**Task brief**:
An exact copy of every entry is needed, without any of the pictures.

━━ Input for this task

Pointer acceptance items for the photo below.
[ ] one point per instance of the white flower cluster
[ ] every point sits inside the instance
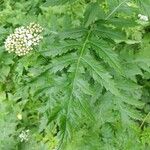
(142, 17)
(23, 39)
(24, 136)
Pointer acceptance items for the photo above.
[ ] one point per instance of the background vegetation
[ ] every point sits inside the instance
(87, 86)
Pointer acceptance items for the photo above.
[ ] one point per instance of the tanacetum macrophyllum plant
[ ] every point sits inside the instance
(83, 79)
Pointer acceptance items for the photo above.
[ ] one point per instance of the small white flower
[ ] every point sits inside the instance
(23, 39)
(143, 18)
(24, 136)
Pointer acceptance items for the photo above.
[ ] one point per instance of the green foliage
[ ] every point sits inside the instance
(87, 86)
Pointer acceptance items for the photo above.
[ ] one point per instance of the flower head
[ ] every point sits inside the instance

━━━━

**Task response**:
Pointer acceptance items for the photo below.
[ ] one point per instance of the white flower cluster
[ ] every point sits inside the instance
(142, 17)
(23, 39)
(24, 136)
Pointer acceptance items for the photo above.
[ ] one point per instance of the background vegetation
[ ] every point sits inside the instance
(87, 86)
Pointer acceptance items for the photo above.
[ ] one point per instance of the tanacetum macrophyllum plant
[ ] every point sits inside the instance
(83, 79)
Pointer acceptance items for the photo above.
[ ] one point per instance of the small white flower
[ ] every point sits inside the instance
(23, 39)
(143, 18)
(24, 136)
Pointer acceptance items for the photo above.
[ ] one point per instance of the green foliage
[ ] every point sits inside the instance
(87, 86)
Pointer acceptance items for the photo above.
[ ] one point per instance of the flower head
[ ] every point sits inside the instance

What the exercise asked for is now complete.